Your objective: Take the line that contains "Where can you see the area" and each line after it in the material below, and transcribe them exactly, stopping at the end.

[start Data lines]

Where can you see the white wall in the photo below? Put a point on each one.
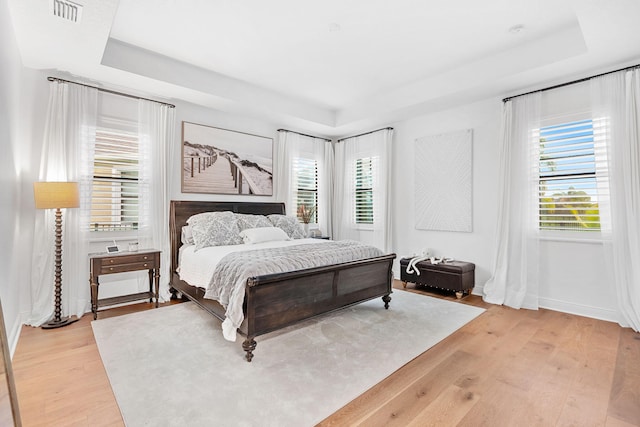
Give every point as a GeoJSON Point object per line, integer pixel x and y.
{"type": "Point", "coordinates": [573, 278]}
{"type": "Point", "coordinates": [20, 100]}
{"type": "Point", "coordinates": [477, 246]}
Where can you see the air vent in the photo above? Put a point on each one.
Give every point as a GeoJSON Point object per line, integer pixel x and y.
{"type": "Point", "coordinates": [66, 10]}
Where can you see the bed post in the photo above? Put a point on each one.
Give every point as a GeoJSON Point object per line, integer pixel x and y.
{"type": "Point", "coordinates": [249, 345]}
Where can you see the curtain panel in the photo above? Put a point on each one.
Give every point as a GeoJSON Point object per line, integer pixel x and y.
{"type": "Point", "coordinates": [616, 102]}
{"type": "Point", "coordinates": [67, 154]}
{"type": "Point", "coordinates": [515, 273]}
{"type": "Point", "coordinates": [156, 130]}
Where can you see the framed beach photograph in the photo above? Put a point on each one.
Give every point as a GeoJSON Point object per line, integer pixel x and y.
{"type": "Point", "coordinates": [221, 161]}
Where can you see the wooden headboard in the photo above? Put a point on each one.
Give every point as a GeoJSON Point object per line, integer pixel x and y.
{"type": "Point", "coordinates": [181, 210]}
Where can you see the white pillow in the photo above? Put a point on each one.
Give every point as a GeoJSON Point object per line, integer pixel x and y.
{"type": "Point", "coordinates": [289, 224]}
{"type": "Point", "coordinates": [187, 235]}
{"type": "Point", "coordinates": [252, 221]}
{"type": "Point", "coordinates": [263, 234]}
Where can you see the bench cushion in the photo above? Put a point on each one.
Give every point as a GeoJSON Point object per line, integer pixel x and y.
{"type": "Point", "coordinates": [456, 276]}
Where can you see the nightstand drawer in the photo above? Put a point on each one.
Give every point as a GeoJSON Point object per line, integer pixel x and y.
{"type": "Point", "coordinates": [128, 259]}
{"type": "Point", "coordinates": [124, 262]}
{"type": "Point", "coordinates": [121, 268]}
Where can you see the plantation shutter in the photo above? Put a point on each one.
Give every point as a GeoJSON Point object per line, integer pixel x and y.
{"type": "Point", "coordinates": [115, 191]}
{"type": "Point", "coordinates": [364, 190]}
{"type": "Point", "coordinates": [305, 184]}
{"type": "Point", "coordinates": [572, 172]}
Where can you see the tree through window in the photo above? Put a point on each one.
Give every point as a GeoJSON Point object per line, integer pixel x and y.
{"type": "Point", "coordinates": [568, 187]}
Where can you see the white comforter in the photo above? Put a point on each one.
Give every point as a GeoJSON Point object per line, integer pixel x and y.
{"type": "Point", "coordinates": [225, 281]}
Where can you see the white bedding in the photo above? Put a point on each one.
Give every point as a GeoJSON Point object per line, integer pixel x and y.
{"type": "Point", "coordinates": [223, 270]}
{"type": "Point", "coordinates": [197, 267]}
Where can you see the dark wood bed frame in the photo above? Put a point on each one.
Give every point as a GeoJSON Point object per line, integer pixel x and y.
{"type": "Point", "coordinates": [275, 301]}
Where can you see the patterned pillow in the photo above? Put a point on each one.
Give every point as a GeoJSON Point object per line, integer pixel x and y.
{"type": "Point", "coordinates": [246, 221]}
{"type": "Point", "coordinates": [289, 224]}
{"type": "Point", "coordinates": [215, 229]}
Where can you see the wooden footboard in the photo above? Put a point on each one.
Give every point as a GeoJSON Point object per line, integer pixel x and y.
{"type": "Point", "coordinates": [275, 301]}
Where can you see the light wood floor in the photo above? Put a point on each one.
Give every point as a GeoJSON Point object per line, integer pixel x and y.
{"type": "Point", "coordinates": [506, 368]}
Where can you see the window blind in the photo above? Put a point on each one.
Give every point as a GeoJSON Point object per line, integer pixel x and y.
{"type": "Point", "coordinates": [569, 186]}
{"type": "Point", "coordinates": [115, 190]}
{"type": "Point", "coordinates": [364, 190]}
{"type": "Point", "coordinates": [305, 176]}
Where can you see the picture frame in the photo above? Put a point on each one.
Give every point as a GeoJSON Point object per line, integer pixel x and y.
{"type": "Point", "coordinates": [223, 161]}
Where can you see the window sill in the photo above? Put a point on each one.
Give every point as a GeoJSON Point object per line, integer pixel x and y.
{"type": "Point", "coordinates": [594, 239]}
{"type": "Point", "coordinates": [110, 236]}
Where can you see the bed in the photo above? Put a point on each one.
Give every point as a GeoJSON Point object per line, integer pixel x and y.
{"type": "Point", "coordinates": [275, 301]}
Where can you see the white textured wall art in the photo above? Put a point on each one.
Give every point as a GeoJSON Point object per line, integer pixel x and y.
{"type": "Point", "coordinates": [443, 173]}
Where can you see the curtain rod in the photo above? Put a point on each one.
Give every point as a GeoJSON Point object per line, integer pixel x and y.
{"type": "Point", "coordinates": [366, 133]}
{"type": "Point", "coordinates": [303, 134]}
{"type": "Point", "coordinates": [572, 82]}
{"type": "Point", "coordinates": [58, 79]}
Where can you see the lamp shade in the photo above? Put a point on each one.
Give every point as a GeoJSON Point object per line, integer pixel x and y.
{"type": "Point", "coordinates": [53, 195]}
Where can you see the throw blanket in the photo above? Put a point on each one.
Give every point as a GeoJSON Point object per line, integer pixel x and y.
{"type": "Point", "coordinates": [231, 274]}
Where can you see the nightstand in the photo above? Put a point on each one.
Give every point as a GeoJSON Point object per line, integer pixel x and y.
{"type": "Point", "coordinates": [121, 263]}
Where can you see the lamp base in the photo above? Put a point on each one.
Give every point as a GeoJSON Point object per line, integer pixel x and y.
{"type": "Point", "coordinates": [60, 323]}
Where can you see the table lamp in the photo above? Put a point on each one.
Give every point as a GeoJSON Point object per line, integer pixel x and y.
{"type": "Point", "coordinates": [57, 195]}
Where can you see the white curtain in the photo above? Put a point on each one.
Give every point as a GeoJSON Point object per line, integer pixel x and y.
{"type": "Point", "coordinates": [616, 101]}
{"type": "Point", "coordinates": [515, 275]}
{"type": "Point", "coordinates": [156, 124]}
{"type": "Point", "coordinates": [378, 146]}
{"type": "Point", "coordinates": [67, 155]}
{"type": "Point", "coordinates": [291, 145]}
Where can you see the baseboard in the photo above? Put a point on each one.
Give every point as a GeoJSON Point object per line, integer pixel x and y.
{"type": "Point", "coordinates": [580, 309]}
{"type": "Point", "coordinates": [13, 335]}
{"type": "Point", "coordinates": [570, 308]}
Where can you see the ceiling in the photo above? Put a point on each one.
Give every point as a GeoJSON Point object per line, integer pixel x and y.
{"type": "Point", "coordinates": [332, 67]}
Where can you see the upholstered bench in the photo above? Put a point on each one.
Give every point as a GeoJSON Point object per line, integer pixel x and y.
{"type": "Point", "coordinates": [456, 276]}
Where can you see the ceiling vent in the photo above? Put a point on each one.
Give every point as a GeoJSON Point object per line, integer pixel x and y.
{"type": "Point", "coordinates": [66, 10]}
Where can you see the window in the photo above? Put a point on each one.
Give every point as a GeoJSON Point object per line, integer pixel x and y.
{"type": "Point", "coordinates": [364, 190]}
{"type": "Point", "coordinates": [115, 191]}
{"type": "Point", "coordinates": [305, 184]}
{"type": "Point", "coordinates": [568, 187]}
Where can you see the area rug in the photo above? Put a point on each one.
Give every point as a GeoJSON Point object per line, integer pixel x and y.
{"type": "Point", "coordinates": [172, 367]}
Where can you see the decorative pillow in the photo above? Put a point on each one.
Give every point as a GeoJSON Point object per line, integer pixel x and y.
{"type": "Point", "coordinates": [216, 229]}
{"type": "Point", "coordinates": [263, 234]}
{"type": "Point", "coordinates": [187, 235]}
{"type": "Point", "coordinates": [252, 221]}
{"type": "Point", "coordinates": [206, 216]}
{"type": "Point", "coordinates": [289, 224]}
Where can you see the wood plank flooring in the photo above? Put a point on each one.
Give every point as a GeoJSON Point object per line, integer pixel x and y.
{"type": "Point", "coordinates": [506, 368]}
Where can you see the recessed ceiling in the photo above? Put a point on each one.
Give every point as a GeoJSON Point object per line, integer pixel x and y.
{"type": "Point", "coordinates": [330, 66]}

[end Data lines]

Correct result:
Where can you see the area rug in the photo above? Put a point on each one.
Give every point as a GeoJSON Point object per line, integer pixel x and y.
{"type": "Point", "coordinates": [172, 367]}
Where can you see the decorative pillow in the photo above? Put a point on each one.
Give every point as a GeoJSON Point object per line, integer pixel x and y.
{"type": "Point", "coordinates": [216, 229]}
{"type": "Point", "coordinates": [263, 234]}
{"type": "Point", "coordinates": [187, 235]}
{"type": "Point", "coordinates": [252, 221]}
{"type": "Point", "coordinates": [206, 216]}
{"type": "Point", "coordinates": [289, 224]}
Where can you see the wood plank flooring in the photo above? Put a point on each one.
Give every point as a GeoJSON Point object per line, integer pixel x and y.
{"type": "Point", "coordinates": [506, 368]}
Where can you see the recessed ceiling in the photo above? Put a point on each one.
Give every point as a GeoJSON Point object per line, integer pixel x and y.
{"type": "Point", "coordinates": [330, 66]}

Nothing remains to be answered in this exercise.